Общинное заступничество оказало решительное воздействие на отношения непосредственных начальников к еврейским солдатам. В первые годы XX столетия любой прагматически мыслящий офицер прекрасно понимал: доброжелательство по отношению к еврейским солдатам и уважение к их обрядности способствуют укреплению среди них дисциплины и в какой-то степени предохраняют их от революционной деятельности. Пусть лучше участвуют в написании свитка Торы, чем революционных воззваний, совершенно справедливо полагало военное начальство. Кроме того, общинные коллективные праздники позволяли полковому командованию не выпускать из-под контроля нижние чины, гарантируя им определенную свободу действий. Пример тому — празднование пасхального седера еврейскими солдатами 40-й артиллерийской бригады Скобелевского военного лагеря под Несвижем с разрешения генерал-майора артиллерии Аннушкина{169}. Как и в случае с Корбутом, для Аннушкина поддержка и личное участие в такого рода церемонии было делом сознательного и ответственного выбора{170}.
Другое дело, что новым отношениям между еврейскими общинами и армией не суждено было реализоваться в полной мере: еврейский патриотический порыв резко не понравился формирующимся правоконсервативным кругам, а позже, после 1881 г., с переменой общественного климата, — и самому военному министру. Государственная администрация решила немедленно пресечь новый тип отношений еврейских общин черты оседлости и армии. Но прежде, чем это произошло, еврейский традиционный мир — в лице, по-видимому, одного из гениальнейших его представителей — сформулировал свое понимание солдата-еврея в русской армии, отличное от того, с которым мы столкнулись сразу после введения рекрутчины.
Результаты встречи
Как изменилось к концу века восприятие евреями армии и военной службы? Идиллические картины симбиоза евреев и армии, возникающие на страницах маскильской прессы, пылкие патриотические статьи еврейской прессы 1914 г. и приведенные в начале этой главы выдержки из писем 1915 г. — очевиднейшее свидетельство
В 1881 г. в Вильне появилась небольшая, карманного размера двухсотстраничная книжечка под названием «Маханэ Исраэль» («Стан Израиля»), названная по слову Книги Йехошуа (Иисуса Навина){171}. Книга представляла собой кратчайший свод основных галахических положений (религиозных предписаний) еврейской морали и нравственности и была адресована еврейскому солдату русской армии{172}. В книге, впервые за все время пребывания евреев в армиях европейских стран, была предпринята неслыханной смелости попытка разъяснить еврейским общинам и еврейским солдатам, как совместить традицию и армейские будни, как вести себя в экстремальных ситуациях, когда никакое соблюдение еврейского закона невозможно, как помочь солдату морально выстоять в не всегда и не совсем здоровой казарменной обстановке и, наконец, как должны быть устроены отношения солдата и еврейской общины, чтобы при этом община не воспринимала солдата как еретика и отверженного, а солдат самого себя — брошенным на произвол судьбы{173}. Автором книги был рабби Исраэль Меир Каган, вошедший в историю еврейской мысли под именем Хафец Хаим (так называлась его знаменитая книга против злоречия, ставшая настольной для любого традиционного иудея){174}.

### ЗАПИСИ
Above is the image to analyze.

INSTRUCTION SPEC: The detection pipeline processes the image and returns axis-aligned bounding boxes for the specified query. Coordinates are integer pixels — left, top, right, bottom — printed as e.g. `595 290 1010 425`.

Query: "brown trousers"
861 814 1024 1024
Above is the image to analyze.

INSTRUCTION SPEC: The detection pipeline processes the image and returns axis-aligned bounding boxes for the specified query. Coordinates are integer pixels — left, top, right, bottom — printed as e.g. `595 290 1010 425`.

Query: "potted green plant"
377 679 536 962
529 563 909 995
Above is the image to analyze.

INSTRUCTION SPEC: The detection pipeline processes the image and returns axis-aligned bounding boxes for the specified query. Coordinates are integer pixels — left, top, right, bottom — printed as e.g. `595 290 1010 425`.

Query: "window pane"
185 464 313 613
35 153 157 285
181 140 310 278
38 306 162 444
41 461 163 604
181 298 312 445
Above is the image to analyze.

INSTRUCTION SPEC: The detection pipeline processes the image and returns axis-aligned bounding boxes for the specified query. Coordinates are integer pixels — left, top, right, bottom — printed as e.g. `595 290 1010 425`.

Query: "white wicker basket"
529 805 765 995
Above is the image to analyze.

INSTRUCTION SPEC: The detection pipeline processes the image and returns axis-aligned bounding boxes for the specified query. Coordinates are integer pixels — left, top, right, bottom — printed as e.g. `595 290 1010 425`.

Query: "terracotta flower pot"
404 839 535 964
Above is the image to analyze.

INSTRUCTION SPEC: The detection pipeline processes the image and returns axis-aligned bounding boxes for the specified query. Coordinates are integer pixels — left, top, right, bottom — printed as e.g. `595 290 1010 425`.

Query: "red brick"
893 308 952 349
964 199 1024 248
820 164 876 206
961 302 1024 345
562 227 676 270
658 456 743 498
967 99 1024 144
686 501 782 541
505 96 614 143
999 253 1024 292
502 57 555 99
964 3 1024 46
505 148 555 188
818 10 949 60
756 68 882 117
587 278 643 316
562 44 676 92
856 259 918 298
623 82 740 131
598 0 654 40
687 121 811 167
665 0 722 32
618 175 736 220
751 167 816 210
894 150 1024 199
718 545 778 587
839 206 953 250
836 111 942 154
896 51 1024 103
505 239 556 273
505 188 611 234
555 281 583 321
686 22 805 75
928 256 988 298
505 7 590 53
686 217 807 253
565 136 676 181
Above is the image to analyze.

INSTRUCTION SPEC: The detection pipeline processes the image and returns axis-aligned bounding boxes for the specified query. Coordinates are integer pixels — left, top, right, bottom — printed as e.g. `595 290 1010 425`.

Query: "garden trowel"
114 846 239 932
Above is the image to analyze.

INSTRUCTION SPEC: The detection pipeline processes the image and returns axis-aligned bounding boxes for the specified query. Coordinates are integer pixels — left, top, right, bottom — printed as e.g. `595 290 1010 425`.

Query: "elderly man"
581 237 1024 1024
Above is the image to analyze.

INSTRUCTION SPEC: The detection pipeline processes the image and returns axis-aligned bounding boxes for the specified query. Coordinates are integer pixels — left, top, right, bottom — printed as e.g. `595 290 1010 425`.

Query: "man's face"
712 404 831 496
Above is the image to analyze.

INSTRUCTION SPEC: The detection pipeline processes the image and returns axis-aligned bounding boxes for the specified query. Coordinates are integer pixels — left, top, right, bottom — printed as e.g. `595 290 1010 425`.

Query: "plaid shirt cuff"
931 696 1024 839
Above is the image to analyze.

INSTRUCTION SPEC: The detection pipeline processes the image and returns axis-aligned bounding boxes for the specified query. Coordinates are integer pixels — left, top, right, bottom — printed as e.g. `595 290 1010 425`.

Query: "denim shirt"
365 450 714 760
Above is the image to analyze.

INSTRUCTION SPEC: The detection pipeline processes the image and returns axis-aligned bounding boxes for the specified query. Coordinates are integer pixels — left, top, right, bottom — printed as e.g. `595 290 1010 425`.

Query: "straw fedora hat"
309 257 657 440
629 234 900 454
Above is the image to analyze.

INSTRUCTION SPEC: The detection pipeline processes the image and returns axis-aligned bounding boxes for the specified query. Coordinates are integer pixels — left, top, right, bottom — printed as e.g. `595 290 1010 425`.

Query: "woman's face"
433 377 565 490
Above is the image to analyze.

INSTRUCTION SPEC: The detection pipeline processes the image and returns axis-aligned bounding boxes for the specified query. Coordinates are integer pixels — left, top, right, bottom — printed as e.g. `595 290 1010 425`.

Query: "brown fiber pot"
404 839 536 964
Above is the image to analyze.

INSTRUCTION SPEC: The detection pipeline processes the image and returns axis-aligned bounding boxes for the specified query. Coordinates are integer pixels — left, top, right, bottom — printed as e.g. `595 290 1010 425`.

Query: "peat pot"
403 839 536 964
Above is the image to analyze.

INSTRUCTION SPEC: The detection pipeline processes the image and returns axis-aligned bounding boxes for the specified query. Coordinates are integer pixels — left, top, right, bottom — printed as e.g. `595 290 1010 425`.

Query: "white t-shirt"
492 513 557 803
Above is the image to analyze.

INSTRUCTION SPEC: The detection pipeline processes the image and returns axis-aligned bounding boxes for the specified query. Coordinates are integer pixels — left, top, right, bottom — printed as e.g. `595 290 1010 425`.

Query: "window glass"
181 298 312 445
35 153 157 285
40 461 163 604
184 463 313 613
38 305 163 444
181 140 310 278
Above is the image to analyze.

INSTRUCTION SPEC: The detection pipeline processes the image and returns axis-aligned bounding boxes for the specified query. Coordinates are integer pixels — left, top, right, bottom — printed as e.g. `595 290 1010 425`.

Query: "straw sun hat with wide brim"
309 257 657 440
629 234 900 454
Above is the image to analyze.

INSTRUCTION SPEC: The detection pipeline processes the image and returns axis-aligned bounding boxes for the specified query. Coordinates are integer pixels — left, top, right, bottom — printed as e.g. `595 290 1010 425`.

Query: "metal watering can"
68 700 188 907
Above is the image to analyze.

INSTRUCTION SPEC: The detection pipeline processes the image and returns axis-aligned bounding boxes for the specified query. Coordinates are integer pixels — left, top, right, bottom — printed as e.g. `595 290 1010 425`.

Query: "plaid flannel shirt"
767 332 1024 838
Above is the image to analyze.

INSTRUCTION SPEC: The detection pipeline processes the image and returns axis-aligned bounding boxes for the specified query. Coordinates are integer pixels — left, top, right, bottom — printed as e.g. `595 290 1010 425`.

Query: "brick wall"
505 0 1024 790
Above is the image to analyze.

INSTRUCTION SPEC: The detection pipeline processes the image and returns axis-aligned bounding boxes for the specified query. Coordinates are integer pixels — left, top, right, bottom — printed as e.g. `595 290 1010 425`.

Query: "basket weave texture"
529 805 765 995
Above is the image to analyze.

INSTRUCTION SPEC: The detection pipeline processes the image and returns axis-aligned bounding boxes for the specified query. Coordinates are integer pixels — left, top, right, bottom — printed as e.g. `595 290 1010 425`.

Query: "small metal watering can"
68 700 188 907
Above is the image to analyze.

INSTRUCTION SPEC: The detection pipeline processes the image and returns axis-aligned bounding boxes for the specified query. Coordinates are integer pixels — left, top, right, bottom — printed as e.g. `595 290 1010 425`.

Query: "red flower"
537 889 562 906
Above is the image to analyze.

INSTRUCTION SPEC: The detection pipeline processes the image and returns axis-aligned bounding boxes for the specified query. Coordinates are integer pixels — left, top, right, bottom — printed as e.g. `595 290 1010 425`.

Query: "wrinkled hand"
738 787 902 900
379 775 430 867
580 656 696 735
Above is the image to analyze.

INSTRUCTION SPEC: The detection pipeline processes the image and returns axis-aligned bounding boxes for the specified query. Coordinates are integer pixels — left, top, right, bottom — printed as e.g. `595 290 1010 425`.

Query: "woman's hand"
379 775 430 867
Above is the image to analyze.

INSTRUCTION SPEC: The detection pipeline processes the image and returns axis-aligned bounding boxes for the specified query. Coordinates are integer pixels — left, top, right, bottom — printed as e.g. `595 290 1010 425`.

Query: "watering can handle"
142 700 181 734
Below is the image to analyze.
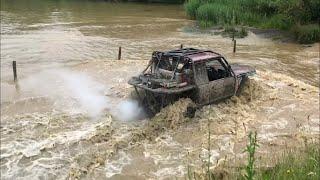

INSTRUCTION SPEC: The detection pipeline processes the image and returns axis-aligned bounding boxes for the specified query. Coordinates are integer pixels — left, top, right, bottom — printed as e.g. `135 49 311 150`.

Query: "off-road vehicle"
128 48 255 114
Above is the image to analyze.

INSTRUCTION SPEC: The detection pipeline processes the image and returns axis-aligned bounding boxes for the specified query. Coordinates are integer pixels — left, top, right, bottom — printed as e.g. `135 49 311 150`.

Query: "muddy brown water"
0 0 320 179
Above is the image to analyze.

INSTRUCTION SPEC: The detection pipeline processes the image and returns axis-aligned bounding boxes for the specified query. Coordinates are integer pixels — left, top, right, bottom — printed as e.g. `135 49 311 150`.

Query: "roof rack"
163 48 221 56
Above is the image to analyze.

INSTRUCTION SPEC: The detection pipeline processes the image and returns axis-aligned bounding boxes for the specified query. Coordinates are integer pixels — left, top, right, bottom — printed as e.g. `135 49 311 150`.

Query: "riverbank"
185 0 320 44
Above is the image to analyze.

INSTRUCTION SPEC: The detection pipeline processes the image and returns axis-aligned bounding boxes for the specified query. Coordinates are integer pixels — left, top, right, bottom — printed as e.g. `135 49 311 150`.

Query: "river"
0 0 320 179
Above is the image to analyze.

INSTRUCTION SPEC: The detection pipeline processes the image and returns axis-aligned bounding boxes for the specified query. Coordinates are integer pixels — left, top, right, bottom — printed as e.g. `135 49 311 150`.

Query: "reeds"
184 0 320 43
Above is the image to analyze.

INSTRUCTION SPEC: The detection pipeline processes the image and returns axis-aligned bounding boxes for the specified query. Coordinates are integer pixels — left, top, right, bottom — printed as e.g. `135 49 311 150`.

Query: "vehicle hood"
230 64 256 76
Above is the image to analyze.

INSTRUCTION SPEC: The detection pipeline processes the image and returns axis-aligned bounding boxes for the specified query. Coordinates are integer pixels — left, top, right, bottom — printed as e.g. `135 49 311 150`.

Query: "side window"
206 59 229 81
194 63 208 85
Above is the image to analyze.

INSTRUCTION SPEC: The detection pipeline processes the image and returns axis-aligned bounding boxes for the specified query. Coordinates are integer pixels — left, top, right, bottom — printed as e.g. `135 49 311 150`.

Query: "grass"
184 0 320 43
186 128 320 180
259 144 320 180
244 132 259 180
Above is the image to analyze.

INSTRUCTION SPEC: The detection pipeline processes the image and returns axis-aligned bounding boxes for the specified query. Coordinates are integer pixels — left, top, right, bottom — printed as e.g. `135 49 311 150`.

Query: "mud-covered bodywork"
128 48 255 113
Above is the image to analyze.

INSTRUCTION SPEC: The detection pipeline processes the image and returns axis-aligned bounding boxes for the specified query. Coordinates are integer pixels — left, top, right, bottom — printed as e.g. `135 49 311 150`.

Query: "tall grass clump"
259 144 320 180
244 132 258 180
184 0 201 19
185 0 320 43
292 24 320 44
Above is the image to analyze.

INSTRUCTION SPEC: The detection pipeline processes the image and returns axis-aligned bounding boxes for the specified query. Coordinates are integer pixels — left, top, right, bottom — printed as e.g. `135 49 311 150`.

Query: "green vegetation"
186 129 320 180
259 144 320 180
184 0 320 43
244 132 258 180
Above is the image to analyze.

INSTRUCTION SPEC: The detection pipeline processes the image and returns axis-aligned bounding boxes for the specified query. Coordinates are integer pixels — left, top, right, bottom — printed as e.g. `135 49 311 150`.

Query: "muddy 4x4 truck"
...
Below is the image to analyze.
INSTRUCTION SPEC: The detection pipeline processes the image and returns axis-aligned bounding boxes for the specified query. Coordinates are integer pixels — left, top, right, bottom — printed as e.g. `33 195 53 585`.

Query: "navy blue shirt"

### ЗАДАНИЕ 1
Выпишите из записей все строки, в которых встречается слово «flower», учитывая регистр букв.
### ЗАДАНИЕ 2
Продолжите фрагмент о еврейских солдатах в русской армии, начиная сразу после его последнего предложения.
Фрагмент и записи между собой никак не связаны.

### ОТВЕТ 1
Query: "terracotta flower pot"
Query: "red flower"

### ОТВЕТ 2
В 1880—1890-е годы Хафец Хаим дважды обращался к теме ассимиляции — в книге, адресованной еврейским солдатам («Маханэ Исраэль»{175}), и в книге, написанной для еврейских эмигрантов («Нидхей Исраэль»{176}), — и в обоих случаях говорил о необходимости уберечь национально-культурные ценности. Он обращался только к той аудитории, которая по разным причинам не может хранить верность традиции, но не к тем, кому полное растворение в иной культуре представлялось удобным способом стряхнуть с себя обузу еврейства. Главное, что пытался внушить Хафец Хаим еврейскому солдату, — что, где бы тот ни был, в казарме ли, на поле боя или в карауле, он по-прежнему оставался плоть от плоти еврейского народа, как и прежде, пребывал под опекой Всевышнего, был защищен метафизически и социально. Меньше всего ему следовало впадать в отчаяние и мыслить себя изгоем, двойным изгнанником, сосланным в диаспору (галут), а затем в армию. Наоборот, он должен был воспринимать происходящее с ним как посланное ему свыше испытание — пройти военную службу, устоять перед искушениями и остаться евреем{177}. Не жалобы на житье-бытье, не мысль о социальной или онтологической несправедливости, но теологический оптимизм — вот что, по мнению Хафеца Хаима, должно было послужить духовной опорой еврею в армии{178}.
Присутствие евреев в армии предъявляло, по мнению Хафеца Хаима, особые требования к еврейским обществам. Солдат — человек бедный, и помогать ему — такая же библейская заповедь, как и помощь неимущим. Именно от обществ зависело создание для солдата в армии приемлемых условий существования. На них лежала огромная ответственность перед ушедшими в армию земляками: они должны были помочь солдату материально и морально, они обязаны были снабдить его кошерной едой, купить ему молельные принадлежности, убедить военное начальство отпустить его на пасхальный седер в ближайшую общину — словом, максимально облегчить его судьбу. «Солдат — по-прежнему общинное существо», — не уставал повторять Хафец Хаим, будто пытаясь переубедить незримого собеседника{179}.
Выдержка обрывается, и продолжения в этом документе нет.